■ About this exercise
Each record that follows is to be reproduced verbatim.

[Region pointing data]
=== Section Start ===

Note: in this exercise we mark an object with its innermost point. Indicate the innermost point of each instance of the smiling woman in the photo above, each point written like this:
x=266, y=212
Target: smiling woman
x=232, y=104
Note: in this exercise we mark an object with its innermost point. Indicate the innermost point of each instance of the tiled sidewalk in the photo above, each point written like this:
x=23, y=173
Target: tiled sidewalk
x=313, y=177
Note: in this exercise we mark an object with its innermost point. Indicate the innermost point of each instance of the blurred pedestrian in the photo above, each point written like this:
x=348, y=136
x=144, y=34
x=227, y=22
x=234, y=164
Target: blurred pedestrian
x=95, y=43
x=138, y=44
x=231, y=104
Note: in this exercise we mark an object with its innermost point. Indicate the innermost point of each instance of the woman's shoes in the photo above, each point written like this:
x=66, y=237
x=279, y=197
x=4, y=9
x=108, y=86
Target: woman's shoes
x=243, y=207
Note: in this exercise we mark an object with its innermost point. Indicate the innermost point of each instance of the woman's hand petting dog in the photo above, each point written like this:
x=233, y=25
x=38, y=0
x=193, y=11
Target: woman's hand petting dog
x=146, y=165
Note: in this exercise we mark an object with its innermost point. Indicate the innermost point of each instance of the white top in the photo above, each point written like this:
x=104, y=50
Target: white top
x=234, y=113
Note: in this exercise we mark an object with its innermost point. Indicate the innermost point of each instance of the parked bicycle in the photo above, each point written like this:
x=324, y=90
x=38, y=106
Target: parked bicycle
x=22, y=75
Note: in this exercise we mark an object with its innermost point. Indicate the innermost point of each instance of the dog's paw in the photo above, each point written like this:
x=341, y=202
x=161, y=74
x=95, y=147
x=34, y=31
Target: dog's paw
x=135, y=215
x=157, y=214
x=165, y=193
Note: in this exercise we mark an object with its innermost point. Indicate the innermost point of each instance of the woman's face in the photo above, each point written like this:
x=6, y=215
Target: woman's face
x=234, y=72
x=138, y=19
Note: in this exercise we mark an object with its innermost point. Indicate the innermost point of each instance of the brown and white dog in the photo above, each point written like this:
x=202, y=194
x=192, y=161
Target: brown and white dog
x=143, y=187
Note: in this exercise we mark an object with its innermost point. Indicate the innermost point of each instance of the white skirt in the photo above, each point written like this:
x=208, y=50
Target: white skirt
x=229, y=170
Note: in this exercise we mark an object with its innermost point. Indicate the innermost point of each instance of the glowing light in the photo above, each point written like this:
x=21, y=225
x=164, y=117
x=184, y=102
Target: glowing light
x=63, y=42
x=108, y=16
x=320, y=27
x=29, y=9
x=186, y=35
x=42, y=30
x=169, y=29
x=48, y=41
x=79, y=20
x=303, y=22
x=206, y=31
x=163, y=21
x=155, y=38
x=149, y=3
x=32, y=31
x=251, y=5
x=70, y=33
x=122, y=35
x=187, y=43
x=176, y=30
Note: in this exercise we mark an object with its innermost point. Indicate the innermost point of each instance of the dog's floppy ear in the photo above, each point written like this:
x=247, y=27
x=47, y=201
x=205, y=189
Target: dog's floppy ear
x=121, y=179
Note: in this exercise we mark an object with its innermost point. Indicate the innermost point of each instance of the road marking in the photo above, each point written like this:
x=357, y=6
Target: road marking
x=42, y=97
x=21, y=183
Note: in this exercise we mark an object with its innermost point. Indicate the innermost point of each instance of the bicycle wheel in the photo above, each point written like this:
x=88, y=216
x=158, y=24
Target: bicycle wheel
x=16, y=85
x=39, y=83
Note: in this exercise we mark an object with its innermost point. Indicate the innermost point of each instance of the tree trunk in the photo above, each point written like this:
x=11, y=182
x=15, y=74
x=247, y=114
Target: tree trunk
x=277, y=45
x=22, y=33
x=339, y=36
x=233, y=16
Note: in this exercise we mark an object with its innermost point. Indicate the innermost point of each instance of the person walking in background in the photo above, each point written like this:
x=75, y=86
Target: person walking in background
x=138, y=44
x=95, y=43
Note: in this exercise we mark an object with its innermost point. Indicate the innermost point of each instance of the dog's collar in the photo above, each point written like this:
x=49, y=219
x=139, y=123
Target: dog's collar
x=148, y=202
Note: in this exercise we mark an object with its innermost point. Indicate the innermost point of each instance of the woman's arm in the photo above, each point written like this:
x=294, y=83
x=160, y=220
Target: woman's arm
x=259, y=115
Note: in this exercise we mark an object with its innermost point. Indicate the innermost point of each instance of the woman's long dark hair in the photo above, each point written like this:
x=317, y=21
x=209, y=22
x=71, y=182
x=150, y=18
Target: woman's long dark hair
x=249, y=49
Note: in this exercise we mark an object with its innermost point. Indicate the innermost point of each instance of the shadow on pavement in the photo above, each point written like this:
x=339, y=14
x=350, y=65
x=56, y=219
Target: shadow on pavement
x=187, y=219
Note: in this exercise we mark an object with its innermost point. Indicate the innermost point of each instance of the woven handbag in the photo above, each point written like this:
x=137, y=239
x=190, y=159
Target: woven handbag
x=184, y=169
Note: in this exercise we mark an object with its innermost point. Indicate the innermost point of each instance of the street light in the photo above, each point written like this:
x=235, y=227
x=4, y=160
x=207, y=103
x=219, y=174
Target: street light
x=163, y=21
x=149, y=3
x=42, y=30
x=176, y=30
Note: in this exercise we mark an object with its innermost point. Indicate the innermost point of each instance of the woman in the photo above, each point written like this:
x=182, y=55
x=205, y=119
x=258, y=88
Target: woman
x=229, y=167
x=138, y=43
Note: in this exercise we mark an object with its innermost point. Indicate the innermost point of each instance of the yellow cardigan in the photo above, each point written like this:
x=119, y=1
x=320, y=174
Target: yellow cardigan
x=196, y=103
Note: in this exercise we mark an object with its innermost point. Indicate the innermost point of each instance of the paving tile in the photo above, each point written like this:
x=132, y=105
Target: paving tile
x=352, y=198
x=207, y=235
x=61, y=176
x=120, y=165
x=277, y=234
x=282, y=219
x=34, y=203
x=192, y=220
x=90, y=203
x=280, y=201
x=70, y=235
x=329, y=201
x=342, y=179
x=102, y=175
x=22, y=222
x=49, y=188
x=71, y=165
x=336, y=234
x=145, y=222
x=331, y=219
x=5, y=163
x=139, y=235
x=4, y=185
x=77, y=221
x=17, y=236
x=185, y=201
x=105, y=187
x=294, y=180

=== Section End ===

■ Response area
Note: in this exercise we mark an object with its innermost point. Indicate the innermost point of each instance of the smiling woman in the photo above, each point written like this:
x=266, y=212
Target: smiling woman
x=232, y=104
Note: in this exercise we mark an object with its innermost point. Indicate the innermost point of each instance of the tiled sidewalk in the photo above, each point written like this:
x=23, y=173
Target: tiled sidewalk
x=313, y=177
Note: in this exercise we mark an object with its innermost point. Indicate the innermost point of each instance of the blurred pedestrian in the photo above, each point written like this:
x=348, y=136
x=144, y=34
x=227, y=22
x=234, y=164
Target: blurred pedestrian
x=95, y=43
x=138, y=44
x=231, y=104
Note: in this exercise we mark an object with its innermost point. Indicate the innermost point of each instance of the woman's shoes in the photo above, each point written like this:
x=66, y=237
x=279, y=197
x=4, y=9
x=108, y=86
Target: woman's shoes
x=243, y=207
Note: in this exercise we mark an object with its innermost point. Indicate the innermost point of each instance of the woman's hand petting dog in the photo above, each point written like this:
x=233, y=25
x=38, y=0
x=193, y=11
Target: woman's hand petting dog
x=146, y=165
Note: in this exercise we mark an object with its innermost point. Indicate the innermost point of each instance of the white top in the photo above, each point written like this:
x=104, y=50
Target: white top
x=234, y=113
Note: in this exercise we mark an object with its innermost point. Indicate the innermost point of each instance of the parked bicycle in the photo above, each point written like this:
x=324, y=90
x=38, y=106
Target: parked bicycle
x=22, y=75
Note: in this exercise we mark an object with its innermost point. Indicate the innermost point of each instance of the dog's paw in the photo above, each point written like this:
x=341, y=202
x=161, y=74
x=95, y=147
x=34, y=31
Target: dog's paw
x=135, y=215
x=157, y=214
x=165, y=193
Note: in this exercise we mark an object with its innermost point. Indicate the innermost point of each instance of the woman's face in the photo above, each point written like this:
x=6, y=215
Target: woman's face
x=234, y=72
x=138, y=19
Note: in this exercise we mark an object with its innermost point. Indicate the innermost point of each instance of the brown and white dog in the photo above, each point written like this:
x=202, y=194
x=192, y=161
Target: brown and white dog
x=143, y=187
Note: in this exercise we mark an object with its innermost point. Indicate the innermost point of each instance of the white skirt in the photo above, each point written like this:
x=208, y=50
Target: white skirt
x=229, y=170
Note: in this exercise we mark an object with its innermost point. Indicate the innermost point of each instance of the glowing light in the photo above, each point written like this:
x=21, y=225
x=164, y=117
x=184, y=102
Target: glowing light
x=63, y=42
x=108, y=16
x=320, y=27
x=29, y=9
x=186, y=35
x=42, y=30
x=169, y=29
x=48, y=41
x=79, y=20
x=303, y=22
x=206, y=31
x=163, y=21
x=155, y=38
x=149, y=3
x=32, y=31
x=251, y=5
x=70, y=33
x=122, y=35
x=187, y=43
x=176, y=30
Note: in this exercise we mark an object with its innermost point. Indicate the innermost point of each instance of the dog's floppy ear in the photo above, each point written like this:
x=247, y=27
x=47, y=201
x=205, y=189
Target: dog's floppy ear
x=121, y=179
Note: in this exercise we mark an object with its innermost point. Indicate the innermost point of each instance of the road marking in the photo above, each point written like this:
x=357, y=6
Target: road marking
x=42, y=97
x=21, y=183
Note: in this exercise we mark an object with its innermost point. Indicate the innermost point of each instance of the bicycle wheel in the photo above, each point written like this:
x=88, y=216
x=158, y=24
Target: bicycle wheel
x=16, y=85
x=39, y=83
Note: in this exercise we mark an object with its innermost point. Indicate the innermost point of each instance of the tree trunk in the photo above, each point written like this:
x=11, y=182
x=15, y=74
x=247, y=114
Target: tree trunk
x=277, y=45
x=22, y=33
x=339, y=36
x=233, y=16
Note: in this exercise we mark an object with its innermost point. Indicate the innermost point of each instance of the person walking in background in the photo above, each point written like this:
x=75, y=86
Target: person walking in background
x=138, y=44
x=95, y=43
Note: in this exercise we mark an object with its innermost point. Indicate the innermost point of each instance of the dog's collar in the photo above, each point written like this:
x=49, y=219
x=139, y=123
Target: dog's collar
x=148, y=202
Note: in this exercise we mark an object with its innermost point. Indicate the innermost point of each instance of the woman's arm in the photo above, each point written like this:
x=294, y=83
x=160, y=220
Target: woman's arm
x=259, y=115
Note: in this exercise we mark an object with its innermost point. Indicate the innermost point of each instance of the woman's long dark hair in the photo above, each point written like this:
x=317, y=21
x=209, y=22
x=71, y=182
x=150, y=18
Target: woman's long dark hair
x=249, y=49
Note: in this exercise we mark an object with its innermost point. Indicate the innermost point of each instance of the shadow on pavement in the photo above, each point written like this:
x=339, y=14
x=350, y=65
x=56, y=219
Target: shadow on pavement
x=187, y=219
Note: in this exercise we mark an object with its innermost point. Indicate the innermost point of each instance of the woven handbag in the photo above, each point written like this:
x=137, y=239
x=190, y=159
Target: woven handbag
x=184, y=169
Note: in this exercise we mark an object with its innermost point. Indicate the innermost point of each instance of the street light in the photo above, each point written like this:
x=235, y=227
x=4, y=160
x=207, y=103
x=219, y=174
Target: street light
x=163, y=21
x=149, y=3
x=42, y=30
x=176, y=30
Note: in this exercise we mark an object with its innermost point. Indicate the innermost point of each instance of the woman in the photo above, each point written like this:
x=182, y=55
x=205, y=119
x=258, y=88
Target: woman
x=229, y=167
x=138, y=43
Note: in this exercise we mark an object with its innermost point. Indicate the innermost point of each instance of the yellow cardigan in the photo above, each point written like this:
x=119, y=1
x=320, y=174
Target: yellow cardigan
x=196, y=103
Note: in this exercise we mark an object with its innermost point. Indicate the innermost point of each instance of the paving tile in the photo above, each point written like this:
x=132, y=105
Target: paving tile
x=352, y=198
x=207, y=235
x=61, y=176
x=120, y=165
x=277, y=234
x=282, y=219
x=34, y=203
x=192, y=220
x=90, y=203
x=280, y=201
x=70, y=235
x=329, y=201
x=342, y=179
x=102, y=175
x=22, y=222
x=49, y=188
x=71, y=165
x=336, y=234
x=145, y=222
x=331, y=219
x=5, y=163
x=139, y=235
x=4, y=185
x=77, y=221
x=17, y=236
x=185, y=201
x=105, y=187
x=294, y=180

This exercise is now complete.